A person who usually expects concrete reality to show him the way instead of having a map or a policy in mind before diving in, is structuring his experience in a right-brain, or P, way. (See Truth-and-Language Exegesis.) The person may or may not be an "artist", but will be guided in making decisions mostly by aesthetic criteria: what makes an impression, what stands out, what's exciting, and especially an inarticulable notion of what seems to fit everything together into a harmonious whole. Some have figured out that to manage time well, you need to do certain things within certain defined limits (like show up for the concert on time and charge enough to pay the staff), and may even favor a scheduled lifestyle for that reason. But they would still be Ps because the kind of experience to which they give the most weight is one where the concrete world itself is felt to provide the structure (rather than the J approach of providing structure from within or by choice).
A simple way to guess someone's type is to watch what approaches to making sense of things (function attitudes) he tends to discount as being unreliable, untruthful, or unimportant. The opposite attitudes will be the ones with the strongest grip on his sense of self.

_PROBLEM DESCRIPTION:_ Can you restate the paragraph of the passage on personality types that begins "A person who usually expects" as a short bulleted list that keeps its main facts? This listing has no connection to the passage on personality types.

Photo labels with boxes
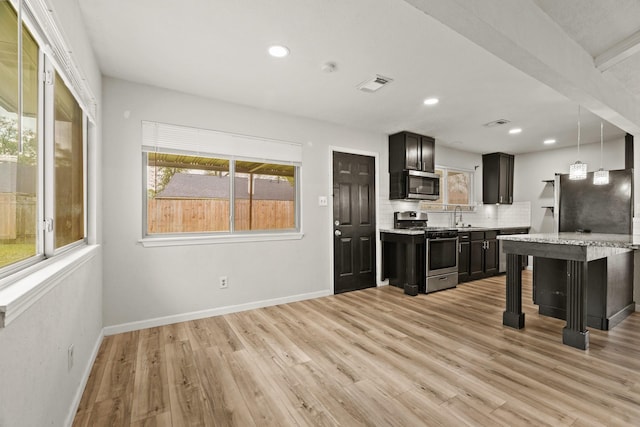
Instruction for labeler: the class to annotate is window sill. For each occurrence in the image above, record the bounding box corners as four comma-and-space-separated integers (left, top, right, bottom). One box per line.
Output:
139, 232, 304, 248
0, 245, 99, 328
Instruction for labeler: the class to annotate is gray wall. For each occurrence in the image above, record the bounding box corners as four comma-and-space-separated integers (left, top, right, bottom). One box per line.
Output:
103, 78, 388, 332
513, 139, 624, 233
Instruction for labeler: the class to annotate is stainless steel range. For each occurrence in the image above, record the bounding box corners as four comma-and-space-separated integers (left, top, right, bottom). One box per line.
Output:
393, 211, 458, 293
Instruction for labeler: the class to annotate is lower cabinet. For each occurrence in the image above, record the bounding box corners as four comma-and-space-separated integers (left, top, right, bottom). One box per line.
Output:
458, 230, 500, 282
533, 252, 635, 331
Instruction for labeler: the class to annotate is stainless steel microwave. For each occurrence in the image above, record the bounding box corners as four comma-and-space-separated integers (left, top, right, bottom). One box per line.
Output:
389, 170, 440, 200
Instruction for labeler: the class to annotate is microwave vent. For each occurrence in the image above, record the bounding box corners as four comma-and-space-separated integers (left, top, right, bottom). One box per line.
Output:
357, 74, 393, 92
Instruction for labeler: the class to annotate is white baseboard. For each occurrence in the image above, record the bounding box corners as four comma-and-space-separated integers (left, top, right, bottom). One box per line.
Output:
65, 329, 104, 427
103, 290, 332, 336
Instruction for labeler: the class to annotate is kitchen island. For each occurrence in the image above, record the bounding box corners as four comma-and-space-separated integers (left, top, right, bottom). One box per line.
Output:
498, 233, 640, 350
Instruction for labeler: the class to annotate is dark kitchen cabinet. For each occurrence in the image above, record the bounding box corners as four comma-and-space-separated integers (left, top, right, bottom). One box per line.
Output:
482, 153, 514, 204
469, 230, 499, 280
458, 233, 471, 283
389, 131, 435, 172
533, 252, 635, 331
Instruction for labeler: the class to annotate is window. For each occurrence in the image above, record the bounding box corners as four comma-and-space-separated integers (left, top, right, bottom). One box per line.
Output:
0, 0, 86, 277
423, 166, 475, 210
0, 1, 40, 271
142, 122, 301, 237
54, 75, 84, 248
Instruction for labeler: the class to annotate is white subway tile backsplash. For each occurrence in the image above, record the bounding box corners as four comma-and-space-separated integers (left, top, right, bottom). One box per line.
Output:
378, 200, 531, 228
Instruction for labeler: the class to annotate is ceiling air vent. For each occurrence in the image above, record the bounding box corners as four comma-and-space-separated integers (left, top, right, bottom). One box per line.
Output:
357, 74, 393, 92
482, 119, 509, 128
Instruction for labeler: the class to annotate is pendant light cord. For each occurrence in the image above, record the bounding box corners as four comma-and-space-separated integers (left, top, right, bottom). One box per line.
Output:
600, 122, 604, 169
578, 105, 580, 160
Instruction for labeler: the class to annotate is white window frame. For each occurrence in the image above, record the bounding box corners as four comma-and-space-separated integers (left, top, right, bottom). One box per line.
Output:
0, 0, 99, 328
139, 121, 304, 247
420, 165, 477, 212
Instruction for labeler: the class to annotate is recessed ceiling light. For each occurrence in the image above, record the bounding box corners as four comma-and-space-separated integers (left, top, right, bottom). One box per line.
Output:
269, 45, 289, 58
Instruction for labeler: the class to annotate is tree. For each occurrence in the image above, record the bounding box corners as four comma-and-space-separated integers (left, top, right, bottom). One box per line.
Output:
0, 116, 38, 165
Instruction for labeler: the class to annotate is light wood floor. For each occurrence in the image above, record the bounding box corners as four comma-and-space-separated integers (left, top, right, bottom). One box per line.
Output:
74, 272, 640, 426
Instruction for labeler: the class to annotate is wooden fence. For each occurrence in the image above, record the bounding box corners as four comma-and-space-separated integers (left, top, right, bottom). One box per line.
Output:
147, 199, 295, 234
0, 193, 36, 241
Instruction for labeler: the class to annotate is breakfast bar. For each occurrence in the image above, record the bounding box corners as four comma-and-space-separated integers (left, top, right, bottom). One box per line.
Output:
498, 233, 640, 350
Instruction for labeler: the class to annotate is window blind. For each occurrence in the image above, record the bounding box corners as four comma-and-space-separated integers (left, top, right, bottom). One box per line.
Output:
142, 121, 302, 165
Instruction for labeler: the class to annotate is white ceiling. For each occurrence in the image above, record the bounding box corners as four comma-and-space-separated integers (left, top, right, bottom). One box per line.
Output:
79, 0, 640, 153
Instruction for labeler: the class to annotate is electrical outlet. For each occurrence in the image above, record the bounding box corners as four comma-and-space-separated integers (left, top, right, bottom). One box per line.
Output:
67, 344, 73, 370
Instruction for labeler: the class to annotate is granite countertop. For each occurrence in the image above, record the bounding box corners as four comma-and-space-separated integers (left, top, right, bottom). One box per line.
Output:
498, 233, 640, 249
380, 228, 424, 236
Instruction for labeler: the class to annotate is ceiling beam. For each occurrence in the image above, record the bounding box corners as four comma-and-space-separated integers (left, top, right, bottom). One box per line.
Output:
593, 31, 640, 71
405, 0, 640, 137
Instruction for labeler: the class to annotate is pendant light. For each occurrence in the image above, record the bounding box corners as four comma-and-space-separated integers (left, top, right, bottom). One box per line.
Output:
593, 122, 609, 185
569, 105, 587, 180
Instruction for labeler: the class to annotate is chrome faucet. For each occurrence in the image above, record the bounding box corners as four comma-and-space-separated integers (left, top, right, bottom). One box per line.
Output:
453, 205, 463, 226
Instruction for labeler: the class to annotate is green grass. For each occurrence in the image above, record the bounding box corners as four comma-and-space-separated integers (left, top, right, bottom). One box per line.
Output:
0, 243, 36, 267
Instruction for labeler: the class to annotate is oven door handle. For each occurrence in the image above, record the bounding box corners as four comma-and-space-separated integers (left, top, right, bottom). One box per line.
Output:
427, 237, 458, 242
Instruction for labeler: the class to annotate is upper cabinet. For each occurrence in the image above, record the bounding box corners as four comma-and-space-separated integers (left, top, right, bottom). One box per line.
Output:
482, 153, 513, 204
389, 131, 435, 172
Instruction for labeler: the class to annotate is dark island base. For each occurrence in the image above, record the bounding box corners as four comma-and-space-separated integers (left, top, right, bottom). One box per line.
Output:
562, 327, 589, 350
533, 252, 635, 331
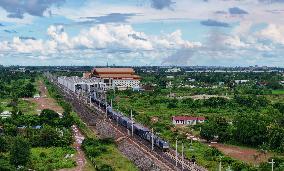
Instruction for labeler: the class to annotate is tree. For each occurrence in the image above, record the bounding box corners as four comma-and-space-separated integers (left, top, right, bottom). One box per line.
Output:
0, 158, 16, 171
0, 136, 8, 152
200, 122, 216, 141
39, 109, 59, 126
234, 113, 268, 146
10, 136, 31, 167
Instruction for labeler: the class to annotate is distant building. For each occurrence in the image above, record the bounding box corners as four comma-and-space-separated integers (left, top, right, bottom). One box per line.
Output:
0, 111, 12, 119
172, 116, 205, 125
235, 80, 249, 84
83, 72, 92, 79
166, 68, 181, 72
92, 68, 140, 90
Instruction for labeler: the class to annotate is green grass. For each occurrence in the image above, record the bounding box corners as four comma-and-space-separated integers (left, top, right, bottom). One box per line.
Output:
30, 147, 76, 171
272, 89, 284, 95
0, 99, 38, 114
95, 144, 138, 171
43, 78, 138, 171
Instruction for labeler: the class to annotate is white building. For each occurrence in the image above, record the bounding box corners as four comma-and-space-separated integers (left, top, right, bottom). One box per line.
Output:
92, 68, 140, 90
0, 111, 12, 119
58, 76, 106, 92
235, 80, 249, 84
166, 68, 181, 72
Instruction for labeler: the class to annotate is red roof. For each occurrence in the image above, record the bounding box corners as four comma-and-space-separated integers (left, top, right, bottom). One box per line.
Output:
92, 68, 135, 74
173, 116, 205, 121
97, 74, 140, 79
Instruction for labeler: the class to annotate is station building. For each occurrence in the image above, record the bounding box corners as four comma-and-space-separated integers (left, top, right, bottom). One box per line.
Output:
91, 68, 140, 90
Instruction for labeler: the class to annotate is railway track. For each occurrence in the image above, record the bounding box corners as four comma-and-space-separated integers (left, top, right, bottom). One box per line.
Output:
48, 78, 206, 171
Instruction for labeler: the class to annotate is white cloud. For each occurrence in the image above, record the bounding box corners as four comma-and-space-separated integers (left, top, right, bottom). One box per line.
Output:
0, 24, 201, 57
256, 24, 284, 45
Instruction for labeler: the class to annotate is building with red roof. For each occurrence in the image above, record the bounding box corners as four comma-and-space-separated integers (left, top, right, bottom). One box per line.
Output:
172, 116, 205, 125
92, 68, 140, 90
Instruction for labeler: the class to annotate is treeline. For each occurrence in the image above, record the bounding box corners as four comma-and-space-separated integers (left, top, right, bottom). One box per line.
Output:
0, 70, 37, 98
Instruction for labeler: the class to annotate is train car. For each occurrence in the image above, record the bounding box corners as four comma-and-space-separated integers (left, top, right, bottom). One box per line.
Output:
118, 116, 131, 128
155, 137, 170, 151
133, 123, 150, 139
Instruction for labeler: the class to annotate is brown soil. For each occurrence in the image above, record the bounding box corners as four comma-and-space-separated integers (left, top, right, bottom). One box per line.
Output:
24, 81, 63, 114
60, 125, 87, 171
25, 81, 86, 171
210, 144, 272, 164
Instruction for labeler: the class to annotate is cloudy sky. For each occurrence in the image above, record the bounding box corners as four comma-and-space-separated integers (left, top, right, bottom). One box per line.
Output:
0, 0, 284, 67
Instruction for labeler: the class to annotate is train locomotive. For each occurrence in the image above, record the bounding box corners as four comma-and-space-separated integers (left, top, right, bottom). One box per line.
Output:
91, 97, 169, 151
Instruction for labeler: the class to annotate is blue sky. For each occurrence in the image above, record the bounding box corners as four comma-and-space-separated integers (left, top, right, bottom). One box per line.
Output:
0, 0, 284, 67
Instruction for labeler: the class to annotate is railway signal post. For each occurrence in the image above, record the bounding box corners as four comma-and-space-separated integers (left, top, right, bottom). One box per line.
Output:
268, 159, 275, 171
131, 109, 134, 136
152, 128, 154, 150
181, 143, 184, 171
176, 138, 178, 166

_EXERCISE RESPONSE:_
- Someone who expects concrete reality to show the way, rather than starting with a map or policy, structures experience in a right-brain, or P, way.
- Artist or not, such a person decides mostly by aesthetic criteria: what makes an impression, what stands out, what's exciting, and above all what seems to fit everything together into a harmonious whole.
- Some Ps realize that managing time requires working within defined limits, and they may even favor a scheduled lifestyle.
- They are still Ps because they give the most weight to experience in which the concrete world itself provides the structure. This contrasts with the J approach of providing structure from within or by choice.